TEXT PASSAGE:
■ ■ ■ ■

As the Industrial Revolution gathered momentum in the middle of the 19th century, human activities of many sorts added more and more substances to those that circulate naturally among the air, water, soil, and all living things. Some of these substances are beneficial for agriculture and forestry because they provide nutrients for the growth of crops and forests or accelerate the natural weathering of soil minerals. Other substances are less important because they are inert biologically. Still other substances are detrimental because they cause stress in plants, animals, or microorganisms, alter surface and ground water quality, aggravate nutrient deficiencies in soils, or accelerate the soiling, weathering, or corrosion of engineering and cultural materials.
Everything human beings do on a large scale influences the chemistry of the atmosphere and, in turn, the health and productivity of the ecosystems on which the abundance and quality of our life depends. The largest of all human influences on the chemical climate results from combustion of fossil fuels, urban development, and clearing of land by burning of natural vegetation. These activities include: generation of electricity, mining and smelting of metals, processing and use of petrochemicals, industrial processes of many sorts, use of transportation vehicles, space and water heating, incineration and decomposition of sanitary and solid wastes, use of explosive devices in peace and war, launching of space vehicles, and agricultural and silvicultural operations involving plowing, cultivating, spraying, disposal of plant and animal wastes, and burning of farm and forest residues.
In recent years, the words " acid rain" have captured the imagination of the people of Europe and North America in much the same way and for substantially the same reasons that Rachel Carson's " Silent Spring" captured our imagination in the early 1960s. But " acid rain" must be recognized as only one special feature of a series of more general subjects that include:
The emission, transport, transformation, deposition, and uptake of natural and man-made chemicals from the atmosphere into ecosystems.
Wet and dry deposition of beneficial nutrients and injurious gases, aerosols, and dissolved or suspended substances in rain, snow, hail, dew, and fog.
The short-distance and long-distance transport of air pollutants from one state or nation to another.
The role of human activities as a potent force in the biogeochemical circulation of matter in the earth; and
The responsibilities of human beings as managers of industrial societies and custodians of the natural resources of the earth.

■ ■ ■ ■

[Stored data entries]
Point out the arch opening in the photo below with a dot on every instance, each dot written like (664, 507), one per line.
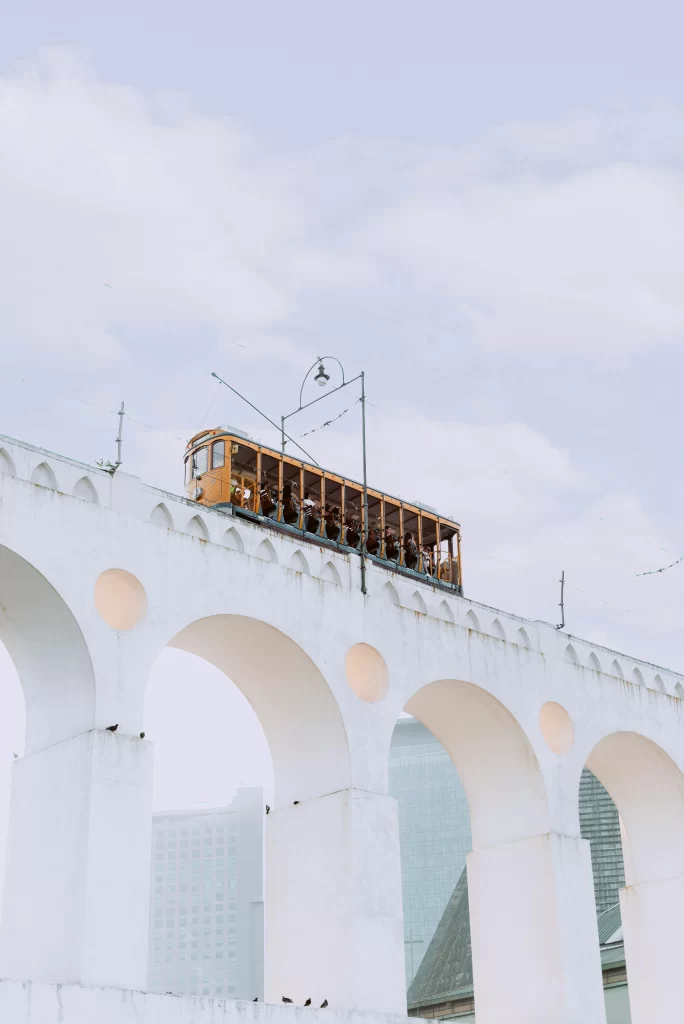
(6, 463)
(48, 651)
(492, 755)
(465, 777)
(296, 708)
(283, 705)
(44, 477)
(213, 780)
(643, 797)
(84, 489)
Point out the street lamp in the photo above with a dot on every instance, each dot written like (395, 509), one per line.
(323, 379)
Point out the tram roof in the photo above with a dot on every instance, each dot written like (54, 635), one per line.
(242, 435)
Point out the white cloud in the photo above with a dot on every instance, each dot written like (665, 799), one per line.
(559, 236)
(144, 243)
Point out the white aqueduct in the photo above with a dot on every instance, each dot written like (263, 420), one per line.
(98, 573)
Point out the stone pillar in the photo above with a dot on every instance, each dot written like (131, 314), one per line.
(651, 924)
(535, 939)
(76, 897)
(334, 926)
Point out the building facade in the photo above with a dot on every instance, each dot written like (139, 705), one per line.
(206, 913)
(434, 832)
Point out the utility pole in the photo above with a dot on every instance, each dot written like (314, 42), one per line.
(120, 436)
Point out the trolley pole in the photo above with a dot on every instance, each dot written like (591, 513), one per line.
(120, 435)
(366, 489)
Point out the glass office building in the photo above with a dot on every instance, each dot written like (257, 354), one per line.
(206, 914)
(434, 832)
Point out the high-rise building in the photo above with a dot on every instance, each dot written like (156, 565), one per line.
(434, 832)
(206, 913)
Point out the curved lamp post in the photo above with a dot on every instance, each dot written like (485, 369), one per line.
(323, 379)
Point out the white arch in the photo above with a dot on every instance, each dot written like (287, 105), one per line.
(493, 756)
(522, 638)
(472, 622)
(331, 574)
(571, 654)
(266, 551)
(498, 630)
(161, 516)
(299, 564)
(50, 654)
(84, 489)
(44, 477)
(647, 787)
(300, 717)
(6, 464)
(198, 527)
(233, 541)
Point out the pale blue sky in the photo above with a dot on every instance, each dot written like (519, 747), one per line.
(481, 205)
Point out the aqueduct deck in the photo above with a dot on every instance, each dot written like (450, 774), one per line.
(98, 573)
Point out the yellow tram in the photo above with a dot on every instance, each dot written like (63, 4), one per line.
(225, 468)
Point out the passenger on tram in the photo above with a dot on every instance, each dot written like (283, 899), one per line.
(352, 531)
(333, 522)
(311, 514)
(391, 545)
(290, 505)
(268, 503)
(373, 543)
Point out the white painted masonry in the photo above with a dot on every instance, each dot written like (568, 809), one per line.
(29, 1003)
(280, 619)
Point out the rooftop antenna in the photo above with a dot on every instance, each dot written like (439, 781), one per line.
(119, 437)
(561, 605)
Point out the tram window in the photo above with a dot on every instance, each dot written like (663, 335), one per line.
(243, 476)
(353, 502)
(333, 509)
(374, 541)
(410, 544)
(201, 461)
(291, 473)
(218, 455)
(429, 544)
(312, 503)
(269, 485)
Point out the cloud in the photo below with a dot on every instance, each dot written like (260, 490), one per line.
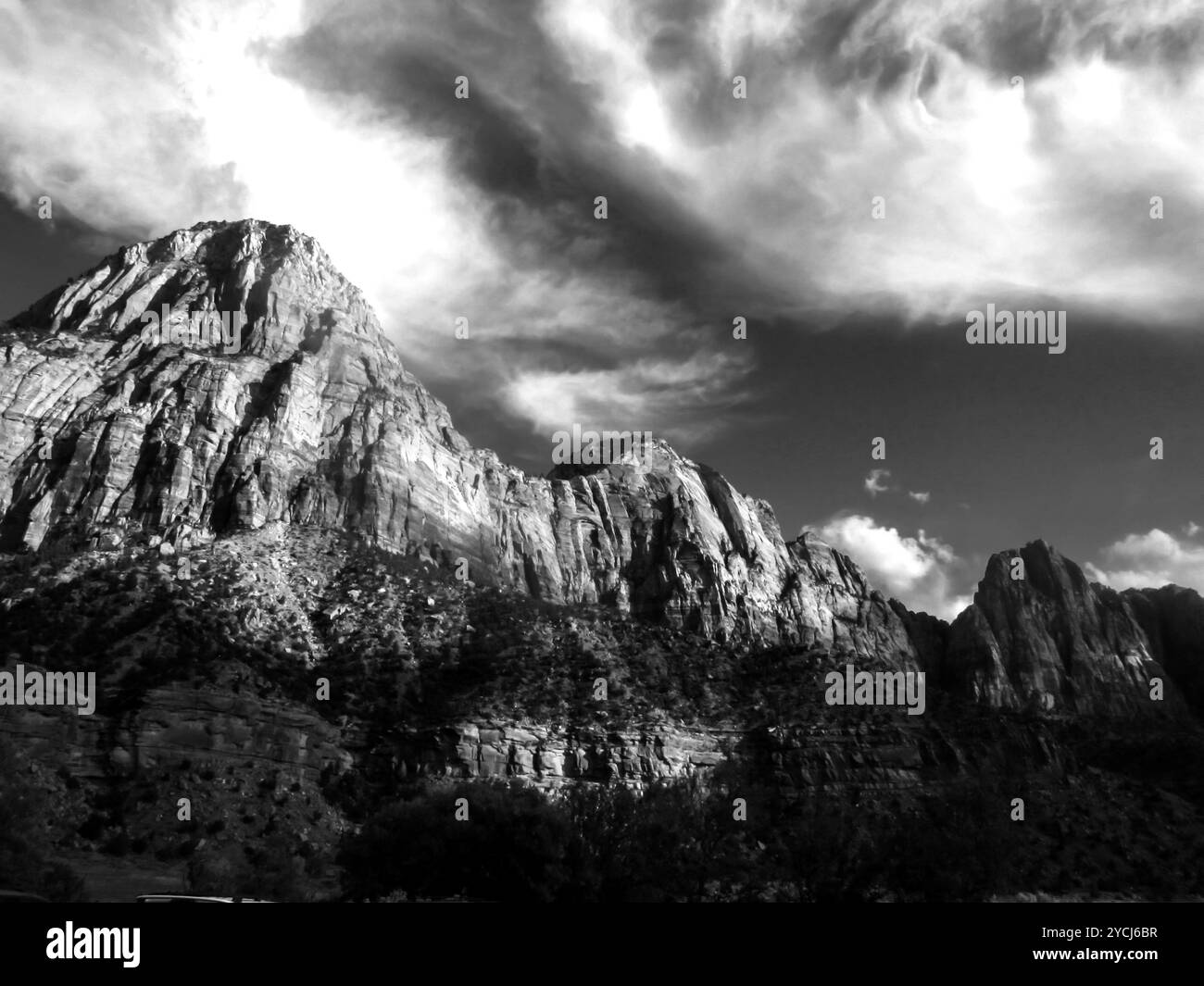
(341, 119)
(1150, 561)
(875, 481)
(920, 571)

■ ■ ■ ■

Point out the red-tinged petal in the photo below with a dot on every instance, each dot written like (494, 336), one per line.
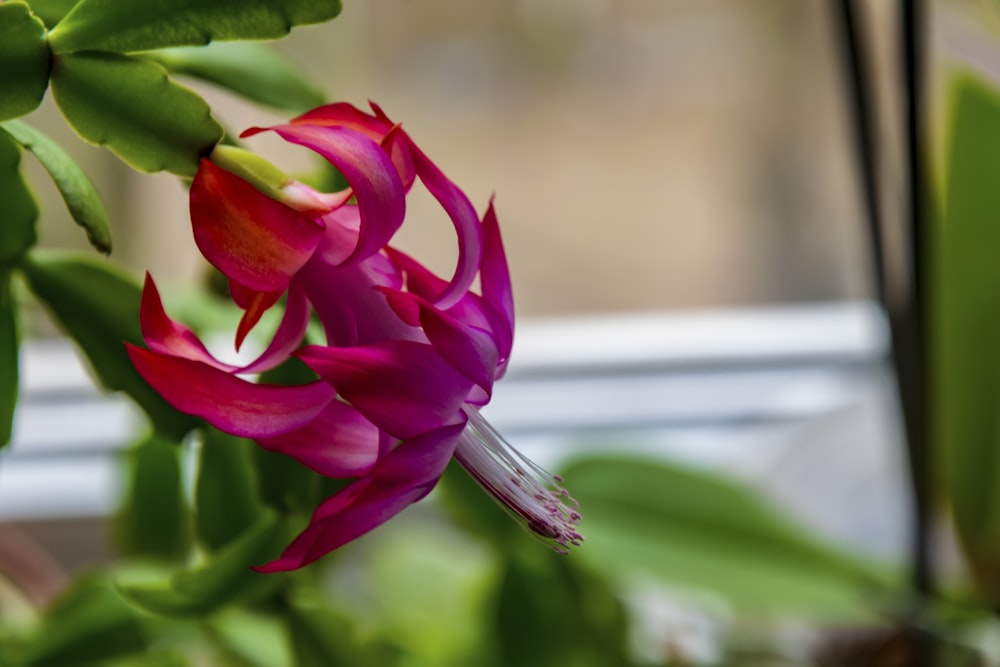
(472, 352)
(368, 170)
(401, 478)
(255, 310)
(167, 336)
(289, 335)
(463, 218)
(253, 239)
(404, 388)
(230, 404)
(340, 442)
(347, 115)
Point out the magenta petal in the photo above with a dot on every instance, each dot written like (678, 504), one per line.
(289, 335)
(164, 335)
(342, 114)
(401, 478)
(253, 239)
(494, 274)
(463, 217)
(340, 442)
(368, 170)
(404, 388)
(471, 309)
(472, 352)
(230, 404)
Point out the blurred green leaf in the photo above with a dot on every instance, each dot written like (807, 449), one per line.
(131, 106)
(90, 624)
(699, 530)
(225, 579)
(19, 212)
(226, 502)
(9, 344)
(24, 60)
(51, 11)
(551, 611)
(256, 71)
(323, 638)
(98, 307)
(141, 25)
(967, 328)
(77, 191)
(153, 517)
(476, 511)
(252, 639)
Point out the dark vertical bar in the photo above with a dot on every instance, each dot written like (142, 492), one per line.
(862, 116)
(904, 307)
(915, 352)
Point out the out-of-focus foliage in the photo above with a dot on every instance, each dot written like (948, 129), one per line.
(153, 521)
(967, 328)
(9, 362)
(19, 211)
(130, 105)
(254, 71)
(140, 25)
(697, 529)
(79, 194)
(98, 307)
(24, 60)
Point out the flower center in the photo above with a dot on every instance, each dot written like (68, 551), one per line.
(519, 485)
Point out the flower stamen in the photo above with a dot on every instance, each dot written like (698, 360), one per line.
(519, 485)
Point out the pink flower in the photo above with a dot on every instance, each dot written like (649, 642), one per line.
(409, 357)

■ ■ ■ ■

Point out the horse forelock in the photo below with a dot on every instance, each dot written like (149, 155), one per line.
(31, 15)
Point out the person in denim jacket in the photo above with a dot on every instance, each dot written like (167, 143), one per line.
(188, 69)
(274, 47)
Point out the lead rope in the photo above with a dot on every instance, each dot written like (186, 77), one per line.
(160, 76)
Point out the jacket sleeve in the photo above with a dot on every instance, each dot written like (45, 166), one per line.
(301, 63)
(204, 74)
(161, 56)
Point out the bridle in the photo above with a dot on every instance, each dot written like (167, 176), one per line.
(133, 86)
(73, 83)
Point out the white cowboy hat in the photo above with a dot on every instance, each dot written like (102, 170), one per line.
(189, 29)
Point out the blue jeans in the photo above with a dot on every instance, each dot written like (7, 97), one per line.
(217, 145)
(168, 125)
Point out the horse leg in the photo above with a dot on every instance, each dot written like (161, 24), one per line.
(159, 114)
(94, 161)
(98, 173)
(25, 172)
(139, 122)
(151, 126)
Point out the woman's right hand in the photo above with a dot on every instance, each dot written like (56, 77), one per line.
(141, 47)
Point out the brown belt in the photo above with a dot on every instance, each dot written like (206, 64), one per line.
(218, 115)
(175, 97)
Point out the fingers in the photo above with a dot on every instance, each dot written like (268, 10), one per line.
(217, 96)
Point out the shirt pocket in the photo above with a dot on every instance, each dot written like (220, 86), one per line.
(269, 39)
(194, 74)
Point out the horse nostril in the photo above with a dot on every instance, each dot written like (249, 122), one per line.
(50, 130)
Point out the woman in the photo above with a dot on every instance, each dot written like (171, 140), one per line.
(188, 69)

■ ■ ■ ■

WHAT YOU NEED TO DO:
[1] Decide whether each statement below agrees with the acid rain passage, answering yes or no and quoting the deciding words of the passage: (a) The largest human influence on the chemical climate comes from combustion of fossil fuels, urban development, and clearing of land by burning natural vegetation. (b) The passage treats acid rain as the broadest subject, with the others falling under it. (c) Human activities began adding substances to natural circulation in the early 1960s.
[2] Write a continuation of the acid rain passage, starting after the final listed subject about human responsibilities.

ANSWERS TO THE EXERCISES:
[1]
(a) Yes: "The largest of all human influences on the chemical climate results from combustion of fossil fuels, urban development, and clearing of land by burning of natural vegetation."
(b) No: "" acid rain" must be recognized as only one special feature of a series of more general subjects"
(c) No: "As the Industrial Revolution gathered momentum in the middle of the 19th century, human activities of many sorts added more and more substances"

[2]
The airborne chemicals of major concern to our society are listed in Table 1. They include two major types of pollutants (primary and secondary) and eight specific chemical or physical groups of substances. Primary air pollutants are gases or other volatile waste products emitted directly from stationary or mobile sources. Stationary sources include power plants, metal smelters, and other industrial or commercial installations, as well as domestic and commercial space and water heating units. Mobile sources are mainly cars, trucks, trains, aircraft, and ships. Secondary pollutants include a wide variety of substances formed in the atmosphere by chemical transformation of primary pollutants.
The six most important primary air pollutants are sulfur dioxide, nitrogen oxides, toxic elements such as lead and fluorine, a wide variety of volatile organic compounds, carbon monoxide, and particulate matter. The two most important secondary pollutants are photochemical oxidants (especially ozone) and acid deposition. Airborne acids and particulate matter can occur as both primary and secondary pollutants.
The operation of power plants, metal smelters, and motor vehicles all illustrate the dilemma in which we find ourselves. Electricity, metals of various sorts, and transport vehicles are used for many worthwhile purposes in our society. Fossil fuels (mainly coal, oil, and natural gas), and sulfide metal ores are available near the earth surface. The fuels can be burned to generate electricity or to propel motor vehicles. The metal ores can be roasted to separate " the metal" from the sulfur and other " impurities." During these combustion and heating processes, certain waste products are produced. These waste products include sulfur and carbon oxides formed from the fuels and sulfide ores, nitrogen oxides formed mainly from nitrogen in the air, and certain noncombustible materials including various toxic metals. These waste materials accumulate either as a solid (ash) or are released into the atmosphere in a rapidly moving stream of exhaust gases and aerosols.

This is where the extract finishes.